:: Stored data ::
%%

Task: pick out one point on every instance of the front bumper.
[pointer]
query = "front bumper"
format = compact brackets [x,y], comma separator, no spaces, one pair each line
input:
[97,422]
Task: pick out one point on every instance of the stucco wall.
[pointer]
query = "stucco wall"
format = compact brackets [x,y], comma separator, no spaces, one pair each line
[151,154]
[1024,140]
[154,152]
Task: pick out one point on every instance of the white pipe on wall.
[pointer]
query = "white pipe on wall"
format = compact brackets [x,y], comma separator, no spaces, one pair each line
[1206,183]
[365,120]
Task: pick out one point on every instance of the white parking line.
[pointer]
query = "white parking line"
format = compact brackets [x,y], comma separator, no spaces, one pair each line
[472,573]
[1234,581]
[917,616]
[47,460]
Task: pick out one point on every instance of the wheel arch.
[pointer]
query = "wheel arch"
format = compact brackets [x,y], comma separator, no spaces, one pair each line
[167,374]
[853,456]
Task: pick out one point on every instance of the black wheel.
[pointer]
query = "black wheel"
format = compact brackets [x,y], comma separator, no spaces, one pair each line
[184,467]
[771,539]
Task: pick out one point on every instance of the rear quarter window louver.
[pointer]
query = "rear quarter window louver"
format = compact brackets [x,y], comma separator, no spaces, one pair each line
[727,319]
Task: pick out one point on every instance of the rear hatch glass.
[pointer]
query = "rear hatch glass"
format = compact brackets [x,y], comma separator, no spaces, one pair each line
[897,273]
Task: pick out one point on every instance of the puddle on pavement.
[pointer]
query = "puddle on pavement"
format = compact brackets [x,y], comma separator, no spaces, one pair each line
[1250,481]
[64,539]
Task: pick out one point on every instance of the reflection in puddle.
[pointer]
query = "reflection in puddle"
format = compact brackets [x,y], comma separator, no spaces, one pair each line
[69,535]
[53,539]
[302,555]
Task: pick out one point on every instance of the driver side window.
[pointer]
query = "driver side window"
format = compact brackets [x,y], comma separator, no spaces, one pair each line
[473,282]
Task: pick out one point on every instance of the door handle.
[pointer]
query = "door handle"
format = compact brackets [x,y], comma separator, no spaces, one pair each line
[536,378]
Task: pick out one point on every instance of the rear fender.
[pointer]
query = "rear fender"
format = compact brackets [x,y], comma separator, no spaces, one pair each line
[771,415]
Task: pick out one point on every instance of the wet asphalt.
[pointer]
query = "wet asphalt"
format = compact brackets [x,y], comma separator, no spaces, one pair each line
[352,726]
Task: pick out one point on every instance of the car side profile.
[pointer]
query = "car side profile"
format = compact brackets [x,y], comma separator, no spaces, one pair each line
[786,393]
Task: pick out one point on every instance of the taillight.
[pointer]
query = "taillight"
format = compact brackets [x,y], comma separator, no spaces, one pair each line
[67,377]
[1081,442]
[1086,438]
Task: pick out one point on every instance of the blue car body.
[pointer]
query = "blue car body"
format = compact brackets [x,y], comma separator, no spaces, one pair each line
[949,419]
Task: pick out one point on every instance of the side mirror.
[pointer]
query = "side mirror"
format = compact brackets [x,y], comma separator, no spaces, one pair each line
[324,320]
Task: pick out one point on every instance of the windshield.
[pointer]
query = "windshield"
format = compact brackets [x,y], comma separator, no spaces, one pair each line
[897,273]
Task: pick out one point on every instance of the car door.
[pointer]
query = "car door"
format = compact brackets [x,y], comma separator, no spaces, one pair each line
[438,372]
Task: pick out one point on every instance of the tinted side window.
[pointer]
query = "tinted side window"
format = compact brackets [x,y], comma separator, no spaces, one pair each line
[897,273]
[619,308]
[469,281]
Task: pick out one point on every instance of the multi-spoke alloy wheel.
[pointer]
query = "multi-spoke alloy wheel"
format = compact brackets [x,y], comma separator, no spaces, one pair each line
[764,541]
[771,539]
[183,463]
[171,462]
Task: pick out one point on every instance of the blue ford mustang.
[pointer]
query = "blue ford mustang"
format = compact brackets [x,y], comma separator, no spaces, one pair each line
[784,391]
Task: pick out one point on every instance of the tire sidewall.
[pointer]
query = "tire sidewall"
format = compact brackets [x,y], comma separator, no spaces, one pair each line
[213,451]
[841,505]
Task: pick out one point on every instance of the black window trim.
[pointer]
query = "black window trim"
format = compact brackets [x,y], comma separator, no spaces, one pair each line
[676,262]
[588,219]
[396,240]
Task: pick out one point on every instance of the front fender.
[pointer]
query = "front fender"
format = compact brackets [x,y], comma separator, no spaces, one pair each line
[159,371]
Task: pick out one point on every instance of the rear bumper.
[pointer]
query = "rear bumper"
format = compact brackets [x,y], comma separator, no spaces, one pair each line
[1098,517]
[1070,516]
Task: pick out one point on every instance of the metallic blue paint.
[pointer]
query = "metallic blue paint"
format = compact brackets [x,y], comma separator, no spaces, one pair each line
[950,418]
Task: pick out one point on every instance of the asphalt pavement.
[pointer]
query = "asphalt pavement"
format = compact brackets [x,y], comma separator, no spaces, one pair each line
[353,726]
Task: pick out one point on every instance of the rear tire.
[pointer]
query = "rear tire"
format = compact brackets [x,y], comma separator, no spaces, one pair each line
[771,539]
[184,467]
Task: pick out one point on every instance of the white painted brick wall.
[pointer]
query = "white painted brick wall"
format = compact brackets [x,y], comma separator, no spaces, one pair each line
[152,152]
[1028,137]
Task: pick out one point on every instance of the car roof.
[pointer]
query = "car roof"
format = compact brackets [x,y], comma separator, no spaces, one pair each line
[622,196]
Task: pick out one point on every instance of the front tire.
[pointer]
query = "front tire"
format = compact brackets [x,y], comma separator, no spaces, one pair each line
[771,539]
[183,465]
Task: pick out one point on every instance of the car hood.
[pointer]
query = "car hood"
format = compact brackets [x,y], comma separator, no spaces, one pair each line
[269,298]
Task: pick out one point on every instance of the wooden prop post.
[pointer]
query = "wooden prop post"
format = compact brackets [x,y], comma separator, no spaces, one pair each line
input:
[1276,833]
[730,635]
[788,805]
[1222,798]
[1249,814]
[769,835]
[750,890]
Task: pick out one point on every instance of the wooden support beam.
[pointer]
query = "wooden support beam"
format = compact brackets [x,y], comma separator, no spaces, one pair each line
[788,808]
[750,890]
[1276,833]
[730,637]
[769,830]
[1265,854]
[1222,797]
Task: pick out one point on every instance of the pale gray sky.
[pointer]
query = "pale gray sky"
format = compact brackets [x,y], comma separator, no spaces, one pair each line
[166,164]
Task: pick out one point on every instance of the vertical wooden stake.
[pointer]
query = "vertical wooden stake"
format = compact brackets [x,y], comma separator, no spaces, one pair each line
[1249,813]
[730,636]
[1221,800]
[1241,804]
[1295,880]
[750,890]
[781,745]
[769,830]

%%

Transcribe the whole listing with nothing added or left out.

:: Full output ::
Task: pick out one point on every instance of the front bumper.
[pointer]
query = "front bumper"
format = compact brackets [x,y], comma separator, no spaces, one pair each line
input:
[97,422]
Task: pick out one point on every instance of the stucco wall.
[pointer]
query = "stucco wall"
format = compact brackets [x,y], comma separator, no spaces, one pair each line
[151,154]
[1024,140]
[154,152]
Task: pick out one point on every instance of the white pipe on wall.
[pointer]
query = "white pipe on wall"
format = compact brackets [x,y], comma separator, no spaces, one pair each line
[1206,183]
[365,120]
Task: pick out one point on every instance of the white parking line.
[pointer]
query = "white parking line"
format = compact brackets [x,y], comma separator, no spaces, one pair each line
[472,573]
[1234,581]
[917,616]
[47,460]
Task: pick out one point on every instance of the wheel arch.
[pointer]
query = "wheel arch"
format = compact brackets [x,y], comma separator, no spaces, one pair each line
[167,374]
[853,456]
Task: pick out one point on every instance of the black wheel.
[pointer]
query = "black wheel"
format = compact brackets [x,y], comma separator, no spaces, one pair each line
[184,467]
[771,539]
Task: pick out one point on every instance of the rear quarter window louver.
[pointer]
query = "rear quarter window louver"
format = compact brackets [x,y], comma separator, no spaces, one pair each line
[727,319]
Task: pick out one point on every instance of the rear hatch glass.
[pointer]
query = "rear hatch glass"
format = compact brackets [x,y], comma separator, no spaces, one pair each line
[897,273]
Task: pick out one point on every instance of the puddle on pavement.
[pointer]
query = "puddle on pavement"
format = compact brackets [x,y], comma separator, no spaces, one pair each line
[1250,481]
[64,539]
Task: pick out one point on every instance of the reflection in puddle.
[pointer]
query = "reflection in puddle"
format = compact brackets [x,y], comma separator, no spaces, one pair each line
[69,535]
[53,539]
[302,555]
Task: pick out one point on every instance of the driver side window.
[pointer]
query = "driver side window"
format = compact brackets [x,y], comma separator, no spaces, one pair each line
[473,282]
Task: pick out one point on every instance of the door handle.
[pointer]
query = "door handle"
format = compact brackets [x,y], comma separator, no spaces, one pair each line
[536,378]
Task: pick out one point on every instance of the rear fender.
[pointer]
query = "rear fender"
format = compact brackets [x,y], comma separator, no spaces, one pair each line
[771,415]
Task: pick out one point on every instance of the wet asphalt.
[pointer]
query = "wet asphalt"
format = compact brackets [x,y], comma separator, no spaces, one pair each line
[352,726]
Task: pick out one point on every instance of the car side profile.
[pointer]
query = "car side profile"
format = compact brackets [x,y], comma separator, no spaces, one pair each line
[786,393]
Task: pick out one point on every instance of the taillight.
[pointer]
query = "taillight"
format = compact brackets [x,y], comma separator, no spaces, one pair each line
[67,377]
[1081,442]
[1086,438]
Task: pick out one point on every instance of the blue car body.
[pointer]
query = "blue car body"
format = compact brackets [x,y], comma separator, no spaces, one pair each line
[949,419]
Task: pick out one point on every instance of the side mirror.
[pointer]
query = "side mirror"
format = compact brackets [x,y], comma separator, no spaces, one pair each line
[324,320]
Task: pick out one point on every instance of the windshield.
[pointer]
query = "windshield"
format = compact brackets [x,y], comma separator, no spaces, one pair each line
[897,273]
Task: pick out one point on every instance of the car door.
[pointer]
query = "car door"
format = compact brackets [x,y], comma separator, no spaces, one pair each line
[438,372]
Task: pick out one point on every instance of the tinted side window.
[pointer]
query = "tinted side window"
format = compact brackets [x,y], comma separator, no spaces, one pair each line
[897,273]
[619,308]
[469,281]
Task: pick out one point on every instance of the multi-spoke alloy wheel.
[pointer]
query = "multi-spoke alloy wheel"
format = compact brackets [x,y], comma separator, no spaces, one pair each line
[764,541]
[771,539]
[183,463]
[171,462]
Task: pick out one point on every instance of the blue ford mustang.
[pointer]
query = "blue ford mustang"
format = compact brackets [x,y], comma separator, no spaces, one pair each line
[784,391]
Task: pick out one point on every instance of the tire sidewall.
[pointer]
query = "tire sidewall"
format = compact brackets [x,y], comma separator, no spaces, one pair each line
[213,451]
[841,505]
Task: pick out one point on every instance of the black window trim.
[pointer]
query = "black window trim"
format = compact brackets [x,y], comma separator, no spaces, one pair each line
[676,262]
[588,219]
[396,240]
Task: pick out one point on every instance of the front fender.
[pointer]
query = "front fender"
format = compact brackets [x,y], comma separator, no spaces, one pair each line
[159,371]
Task: pick out one point on every instance of the rear bumper.
[pointer]
query = "rear bumper"
format = compact brackets [x,y], comma separator, no spaces, one pair each line
[1098,517]
[1070,516]
Task: pick out one point on every instance of the metallic blue paint.
[pointer]
query = "metallic blue paint"
format = compact brackets [x,y], comma separator, no spaces, one pair each line
[950,418]
Task: pick out one point on every instance of the asphalt pavement.
[pointer]
query = "asphalt pavement"
format = compact brackets [x,y], comma separator, no spaces, one pair each line
[353,726]
Task: pick out one point on every instance of the rear tire.
[pointer]
query = "rear tire"
format = compact brackets [x,y], comma separator, no spaces, one pair each line
[771,539]
[184,467]
Task: pick out one point on every instance of the white painted brick wall.
[pointer]
query = "white painted brick wall"
format = compact brackets [x,y], comma separator, no spaces, one pair each line
[152,152]
[1028,137]
Task: pick out one point on every instance of the car roof.
[pointer]
query = "car roof"
format = compact brackets [x,y], comma separator, no spaces, one pair each line
[622,196]
Task: pick out one point on every instance of the front tire.
[pointer]
query = "front tire"
format = compact brackets [x,y], comma separator, no spaces, one pair each line
[771,539]
[183,465]
Task: pick out one point on every instance of the car hood.
[pointer]
query = "car hood"
format = compact brackets [x,y], comma separator, no spaces, one pair each line
[269,298]
Task: pick out one point on every instance of the wooden prop post.
[pointer]
query = "wooden prop post"
format = compact brackets [x,y], comma separator, no spaces, one pair each line
input:
[1276,833]
[730,635]
[788,805]
[1222,798]
[1249,814]
[769,835]
[750,890]
Task: pick out one point on every instance of the wooden support beam.
[pointer]
query = "wooden support beam"
format = compact brackets [x,y], comma separator, no spaces, one pair each line
[788,808]
[750,890]
[1276,833]
[730,637]
[769,830]
[1265,854]
[1222,797]
Task: pick out one point on every instance of the pale gray sky.
[pointer]
query = "pale gray sky"
format = compact brackets [x,y], comma separator, no spaces, one pair each line
[166,164]
Task: pick out one point on every instance of the vertical wooden stake.
[pointer]
query = "vertical wooden stake"
format = compact brackets [x,y], comma separator, no spaces, one pair each line
[1249,813]
[730,636]
[1221,800]
[1241,804]
[1295,880]
[750,890]
[781,745]
[769,830]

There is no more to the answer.